*DATASET RECORDS*.
______

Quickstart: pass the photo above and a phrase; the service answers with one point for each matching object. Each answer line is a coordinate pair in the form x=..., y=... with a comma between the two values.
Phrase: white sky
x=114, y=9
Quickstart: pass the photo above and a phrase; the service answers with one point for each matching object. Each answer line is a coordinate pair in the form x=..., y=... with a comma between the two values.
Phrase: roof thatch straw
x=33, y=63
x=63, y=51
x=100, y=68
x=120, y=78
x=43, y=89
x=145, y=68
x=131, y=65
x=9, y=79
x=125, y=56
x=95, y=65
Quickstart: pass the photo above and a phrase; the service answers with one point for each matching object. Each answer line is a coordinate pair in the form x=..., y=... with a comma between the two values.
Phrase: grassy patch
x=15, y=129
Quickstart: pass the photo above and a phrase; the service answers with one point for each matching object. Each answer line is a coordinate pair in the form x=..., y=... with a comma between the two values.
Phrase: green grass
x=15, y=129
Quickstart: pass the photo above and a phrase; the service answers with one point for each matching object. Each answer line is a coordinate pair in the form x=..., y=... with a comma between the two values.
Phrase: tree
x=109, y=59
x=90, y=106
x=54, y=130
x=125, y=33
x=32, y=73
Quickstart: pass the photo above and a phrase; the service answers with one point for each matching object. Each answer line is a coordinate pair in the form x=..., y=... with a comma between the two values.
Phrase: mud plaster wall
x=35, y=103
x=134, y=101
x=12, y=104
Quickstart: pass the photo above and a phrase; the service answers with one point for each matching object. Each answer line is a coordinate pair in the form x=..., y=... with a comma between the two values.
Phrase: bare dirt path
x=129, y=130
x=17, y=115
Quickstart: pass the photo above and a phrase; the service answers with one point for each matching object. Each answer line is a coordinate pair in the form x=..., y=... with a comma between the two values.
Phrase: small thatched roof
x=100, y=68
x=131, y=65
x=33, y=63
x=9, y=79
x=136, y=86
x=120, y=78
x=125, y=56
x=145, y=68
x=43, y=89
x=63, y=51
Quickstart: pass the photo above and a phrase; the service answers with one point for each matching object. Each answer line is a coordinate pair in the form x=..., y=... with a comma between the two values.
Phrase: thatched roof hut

______

*EXERCISE INSTRUCTIONS*.
With nothing added or dropped, reproduce all the data exactly.

*SOLUTION TO THE EXERCISE*.
Quickstart: pass the photo above and a phrase; the service answers with one point for each matching object. Each answer line is a coordinate pair in the form x=..., y=... with a comma between the two values.
Phrase: white sky
x=114, y=9
Quickstart: pass the photo above and a phrase; the service answers with one point for each matching object. Each answer line is a coordinate pair in the form x=..., y=... with a comma between the two values.
Phrase: roof thatch straw
x=33, y=63
x=63, y=51
x=100, y=68
x=120, y=78
x=43, y=89
x=145, y=68
x=131, y=65
x=9, y=79
x=125, y=56
x=95, y=65
Quickstart: pass the photo above and a phrase; the service answers with one point for each matching object. Each answer line is a coordinate pair in the form x=..., y=... with a comma between the two values.
Phrase: grassy patch
x=15, y=129
Quickstart: pass the photo above and a phrase; the service answers with one point for each matching object. Each answer line is a coordinate pair in the form x=..., y=... with a comma between the two values.
Phrase: green grass
x=15, y=129
Quickstart: pass the photo above and a phrase; the service answers with one point for each matching object. Each answer line is a coordinate pair in the form x=..., y=... with a comma between the two values.
Phrase: tree
x=109, y=59
x=90, y=106
x=54, y=130
x=125, y=33
x=32, y=73
Quickstart: pass the photo above and a phrase; the service answers with one point for each matching object. Each answer line is a coordinate pair in the form x=..., y=... with a comma between the two values.
Phrase: mud plaster wall
x=35, y=103
x=134, y=101
x=12, y=104
Quickstart: pass the photo above and a phrase; the service answers with one point for each matching object. Each answer line is a coordinate pair in the form x=..., y=... with a comma between the two values.
Phrase: bare dirt path
x=129, y=130
x=17, y=115
Quickstart: pass the photo above and a phrase; the service answers with one point for each matching object. Each answer line is a coordinate pair in the form x=..., y=... with a comma between the two values.
Phrase: small thatched roof
x=100, y=68
x=131, y=65
x=33, y=63
x=9, y=79
x=136, y=86
x=120, y=78
x=125, y=56
x=145, y=68
x=43, y=89
x=63, y=51
Quickstart: pass the photo above and a phrase; the service answers with one point for each matching object. Each answer line is a coordinate pair in the form x=..., y=... with a comma between the two values.
Phrase: thatched roof hut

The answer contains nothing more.